Extracted data entries

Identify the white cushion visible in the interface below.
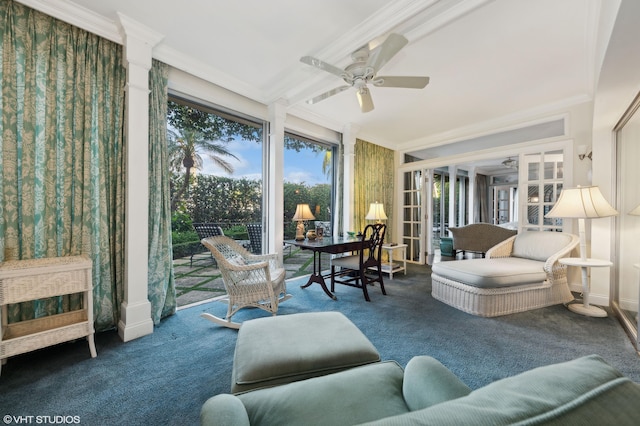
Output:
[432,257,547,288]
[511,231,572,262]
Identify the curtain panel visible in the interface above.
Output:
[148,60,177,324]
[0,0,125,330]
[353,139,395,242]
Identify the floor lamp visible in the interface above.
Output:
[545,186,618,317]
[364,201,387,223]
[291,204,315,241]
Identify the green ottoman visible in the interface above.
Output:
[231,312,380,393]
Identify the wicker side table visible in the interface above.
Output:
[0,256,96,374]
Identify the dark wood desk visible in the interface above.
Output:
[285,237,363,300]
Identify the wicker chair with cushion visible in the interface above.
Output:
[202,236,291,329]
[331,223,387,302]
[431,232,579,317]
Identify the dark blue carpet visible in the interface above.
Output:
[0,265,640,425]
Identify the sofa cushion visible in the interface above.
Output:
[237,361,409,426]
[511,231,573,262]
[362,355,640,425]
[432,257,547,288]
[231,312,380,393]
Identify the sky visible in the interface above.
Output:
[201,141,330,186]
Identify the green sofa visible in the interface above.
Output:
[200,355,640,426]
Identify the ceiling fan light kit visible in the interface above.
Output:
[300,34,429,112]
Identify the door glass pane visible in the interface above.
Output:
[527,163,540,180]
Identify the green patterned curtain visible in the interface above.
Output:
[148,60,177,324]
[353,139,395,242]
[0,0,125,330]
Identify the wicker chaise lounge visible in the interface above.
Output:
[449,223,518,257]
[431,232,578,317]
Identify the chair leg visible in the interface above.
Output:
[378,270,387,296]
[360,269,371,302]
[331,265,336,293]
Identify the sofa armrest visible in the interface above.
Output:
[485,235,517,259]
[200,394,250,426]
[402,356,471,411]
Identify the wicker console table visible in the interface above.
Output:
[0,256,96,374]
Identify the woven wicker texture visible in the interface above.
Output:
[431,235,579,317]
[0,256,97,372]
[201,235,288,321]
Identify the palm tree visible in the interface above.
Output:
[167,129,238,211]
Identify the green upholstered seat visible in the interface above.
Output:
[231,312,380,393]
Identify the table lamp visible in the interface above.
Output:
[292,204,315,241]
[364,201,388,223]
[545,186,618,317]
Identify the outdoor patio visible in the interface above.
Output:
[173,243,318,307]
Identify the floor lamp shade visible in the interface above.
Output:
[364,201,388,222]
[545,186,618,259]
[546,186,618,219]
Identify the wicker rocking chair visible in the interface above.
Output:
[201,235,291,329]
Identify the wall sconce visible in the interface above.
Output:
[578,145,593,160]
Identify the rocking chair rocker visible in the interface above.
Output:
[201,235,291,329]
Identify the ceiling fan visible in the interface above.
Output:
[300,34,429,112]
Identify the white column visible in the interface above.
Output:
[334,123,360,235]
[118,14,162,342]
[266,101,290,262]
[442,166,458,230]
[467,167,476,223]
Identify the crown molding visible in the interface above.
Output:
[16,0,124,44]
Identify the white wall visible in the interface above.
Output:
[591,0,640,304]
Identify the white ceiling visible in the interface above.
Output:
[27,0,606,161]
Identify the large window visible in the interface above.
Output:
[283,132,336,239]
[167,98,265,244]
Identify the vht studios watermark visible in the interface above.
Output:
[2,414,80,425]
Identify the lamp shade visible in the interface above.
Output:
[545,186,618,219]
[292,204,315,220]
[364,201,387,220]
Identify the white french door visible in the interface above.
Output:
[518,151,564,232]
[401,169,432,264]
* * *
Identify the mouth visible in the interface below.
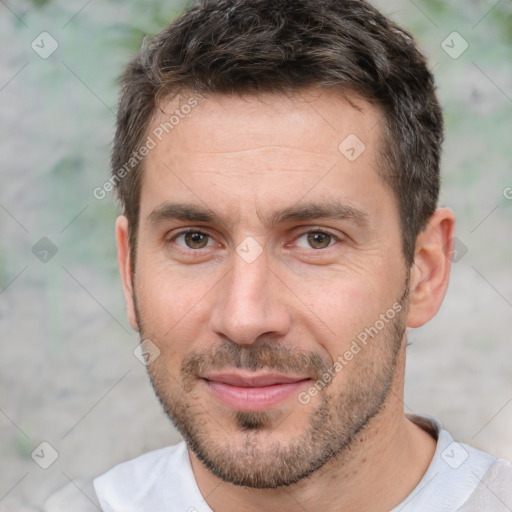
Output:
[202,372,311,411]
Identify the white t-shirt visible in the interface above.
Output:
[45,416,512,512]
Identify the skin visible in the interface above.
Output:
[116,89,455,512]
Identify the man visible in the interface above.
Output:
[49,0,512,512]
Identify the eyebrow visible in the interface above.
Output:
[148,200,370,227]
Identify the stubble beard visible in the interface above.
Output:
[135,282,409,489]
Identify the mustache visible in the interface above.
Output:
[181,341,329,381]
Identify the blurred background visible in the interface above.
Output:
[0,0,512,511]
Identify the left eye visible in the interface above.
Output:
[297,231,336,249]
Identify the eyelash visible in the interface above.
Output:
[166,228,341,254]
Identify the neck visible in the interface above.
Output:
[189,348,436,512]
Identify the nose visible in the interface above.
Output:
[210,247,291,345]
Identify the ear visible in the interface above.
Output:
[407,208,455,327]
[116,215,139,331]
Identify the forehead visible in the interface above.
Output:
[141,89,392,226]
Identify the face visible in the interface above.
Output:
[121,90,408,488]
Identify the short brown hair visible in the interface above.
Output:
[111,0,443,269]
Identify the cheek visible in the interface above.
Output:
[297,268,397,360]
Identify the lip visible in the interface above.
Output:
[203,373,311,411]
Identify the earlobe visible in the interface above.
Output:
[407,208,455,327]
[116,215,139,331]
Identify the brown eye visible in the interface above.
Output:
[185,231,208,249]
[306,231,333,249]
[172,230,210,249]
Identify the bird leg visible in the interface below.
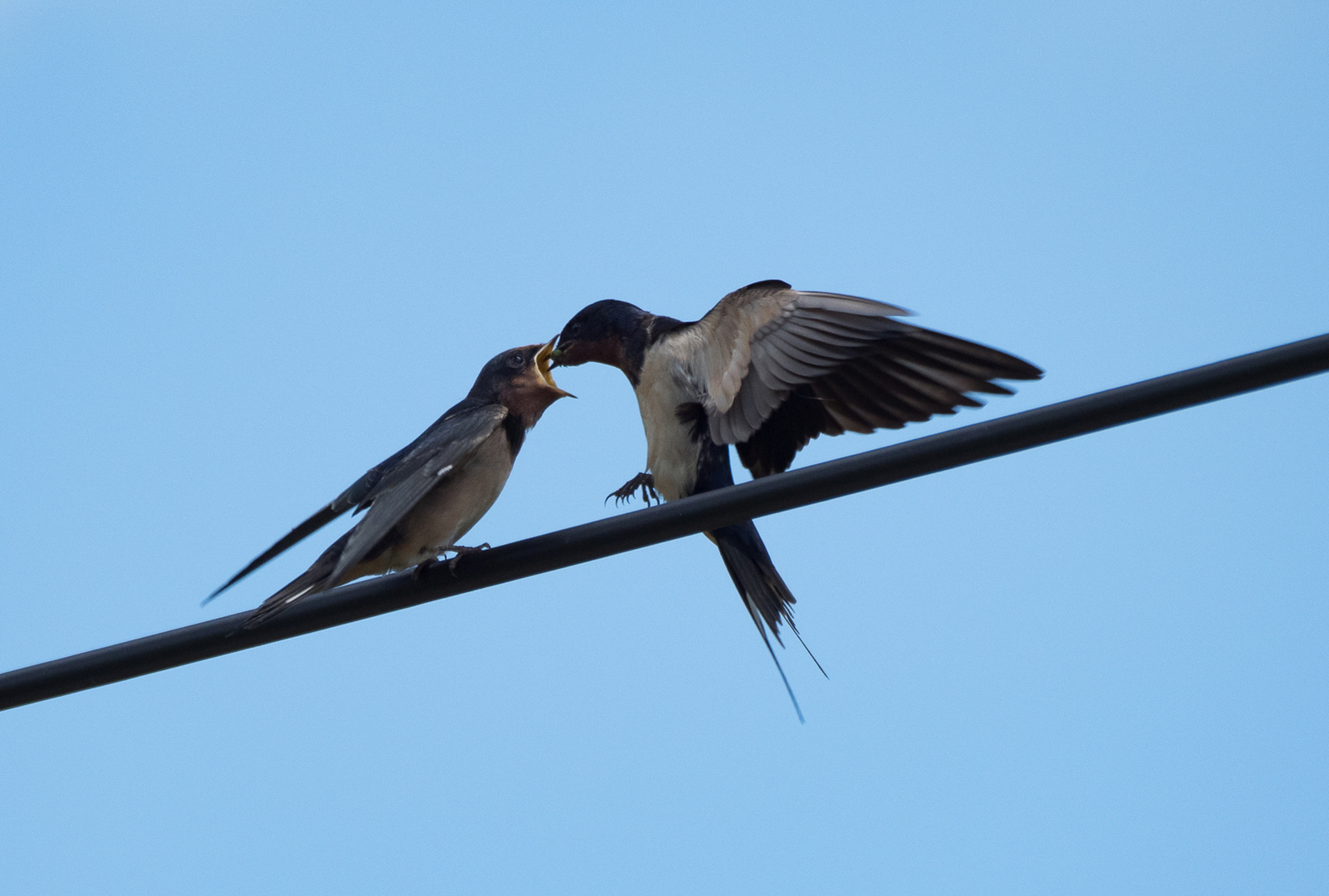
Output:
* * *
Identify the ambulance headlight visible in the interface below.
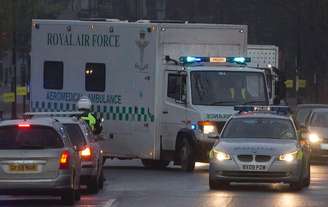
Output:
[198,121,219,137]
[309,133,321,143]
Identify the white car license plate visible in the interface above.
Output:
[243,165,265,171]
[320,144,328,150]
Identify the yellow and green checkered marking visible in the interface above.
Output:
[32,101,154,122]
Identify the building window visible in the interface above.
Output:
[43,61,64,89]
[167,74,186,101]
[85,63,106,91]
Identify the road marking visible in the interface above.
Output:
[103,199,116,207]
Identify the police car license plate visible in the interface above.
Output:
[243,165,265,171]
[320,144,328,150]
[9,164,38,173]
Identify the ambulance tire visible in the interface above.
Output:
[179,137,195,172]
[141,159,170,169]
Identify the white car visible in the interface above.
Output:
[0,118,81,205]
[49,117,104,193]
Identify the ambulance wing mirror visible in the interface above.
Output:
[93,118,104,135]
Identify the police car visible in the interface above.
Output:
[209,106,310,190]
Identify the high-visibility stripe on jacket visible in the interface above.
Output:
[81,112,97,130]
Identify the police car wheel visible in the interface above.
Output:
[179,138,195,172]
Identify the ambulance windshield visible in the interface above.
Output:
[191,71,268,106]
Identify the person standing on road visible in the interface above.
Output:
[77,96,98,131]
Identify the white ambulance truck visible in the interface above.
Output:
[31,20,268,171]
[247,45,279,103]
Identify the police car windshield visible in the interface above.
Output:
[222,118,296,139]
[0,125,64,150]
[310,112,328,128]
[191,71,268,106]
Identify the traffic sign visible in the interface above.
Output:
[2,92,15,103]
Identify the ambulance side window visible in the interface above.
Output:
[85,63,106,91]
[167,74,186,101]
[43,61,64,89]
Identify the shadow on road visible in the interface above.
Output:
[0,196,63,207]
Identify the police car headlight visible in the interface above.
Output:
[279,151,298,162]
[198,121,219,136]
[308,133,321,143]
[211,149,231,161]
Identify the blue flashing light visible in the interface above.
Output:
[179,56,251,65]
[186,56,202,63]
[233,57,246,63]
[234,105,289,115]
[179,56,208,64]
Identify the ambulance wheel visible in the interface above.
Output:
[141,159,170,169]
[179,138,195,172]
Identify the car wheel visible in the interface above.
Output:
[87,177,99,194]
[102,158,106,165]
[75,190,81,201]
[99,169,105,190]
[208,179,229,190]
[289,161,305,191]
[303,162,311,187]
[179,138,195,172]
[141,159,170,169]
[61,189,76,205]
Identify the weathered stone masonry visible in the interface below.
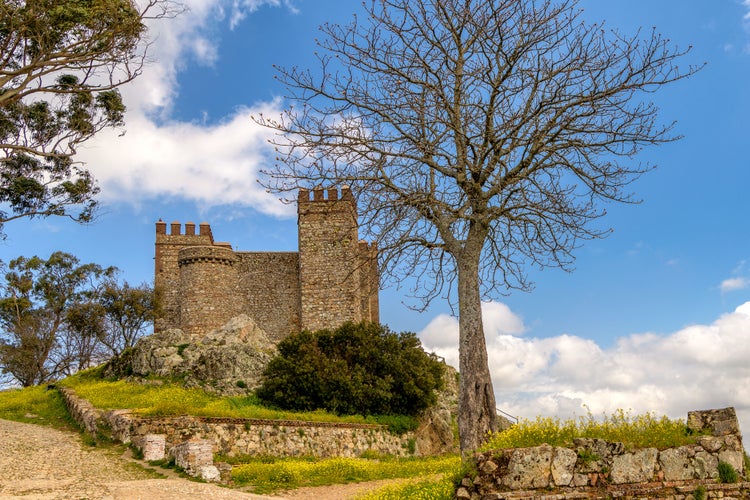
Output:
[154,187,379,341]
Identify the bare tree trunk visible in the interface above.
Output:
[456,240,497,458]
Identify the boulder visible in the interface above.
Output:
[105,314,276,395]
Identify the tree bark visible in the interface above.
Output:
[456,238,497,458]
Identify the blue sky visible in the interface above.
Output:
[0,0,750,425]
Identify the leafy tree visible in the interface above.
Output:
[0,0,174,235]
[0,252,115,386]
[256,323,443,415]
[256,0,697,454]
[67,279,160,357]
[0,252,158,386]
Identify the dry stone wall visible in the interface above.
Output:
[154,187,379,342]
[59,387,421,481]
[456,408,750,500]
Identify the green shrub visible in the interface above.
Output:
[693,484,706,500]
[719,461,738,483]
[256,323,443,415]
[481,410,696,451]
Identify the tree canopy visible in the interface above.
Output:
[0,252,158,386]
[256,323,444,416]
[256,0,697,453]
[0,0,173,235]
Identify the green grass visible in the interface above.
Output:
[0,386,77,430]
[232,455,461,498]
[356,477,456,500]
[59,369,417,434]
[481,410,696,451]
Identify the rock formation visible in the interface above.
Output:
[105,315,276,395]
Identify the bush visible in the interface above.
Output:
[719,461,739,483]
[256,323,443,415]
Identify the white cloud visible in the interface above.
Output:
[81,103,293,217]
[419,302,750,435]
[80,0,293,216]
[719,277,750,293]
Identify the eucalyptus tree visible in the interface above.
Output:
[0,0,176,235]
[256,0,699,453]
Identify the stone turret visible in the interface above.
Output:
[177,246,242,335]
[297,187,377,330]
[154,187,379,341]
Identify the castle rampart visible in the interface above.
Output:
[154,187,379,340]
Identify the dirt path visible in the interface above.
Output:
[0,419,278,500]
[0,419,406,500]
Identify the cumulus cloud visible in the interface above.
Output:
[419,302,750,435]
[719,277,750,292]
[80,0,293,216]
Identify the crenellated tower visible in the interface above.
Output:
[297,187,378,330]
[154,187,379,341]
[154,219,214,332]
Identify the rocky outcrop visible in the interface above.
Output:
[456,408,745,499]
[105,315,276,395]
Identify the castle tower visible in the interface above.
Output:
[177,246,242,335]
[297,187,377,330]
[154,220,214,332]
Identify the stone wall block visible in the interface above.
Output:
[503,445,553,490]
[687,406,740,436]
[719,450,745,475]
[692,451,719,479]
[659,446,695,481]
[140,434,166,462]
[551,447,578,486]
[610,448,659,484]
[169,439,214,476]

## Do this
From the line with "Identify the police car windshield" up to and including the line with "[0,196,63,207]", output the lines of the material above as a JSON list of strings, one string per line, with blank lines left out.

## Answer
[
  "Identify the police car windshield visible in the interface above.",
  "Output:",
  "[222,118,296,139]",
  "[0,125,64,150]",
  "[310,112,328,128]",
  "[191,71,268,106]",
  "Identify the traffic sign visible in the interface above.",
  "Output:",
  "[2,92,15,103]",
  "Identify the ambulance side window visible in the interface above.",
  "Output:",
  "[85,63,106,91]",
  "[167,74,186,101]",
  "[43,61,64,89]",
  "Identify the shadow on road visible in the interface above.",
  "Output:",
  "[0,196,63,207]"
]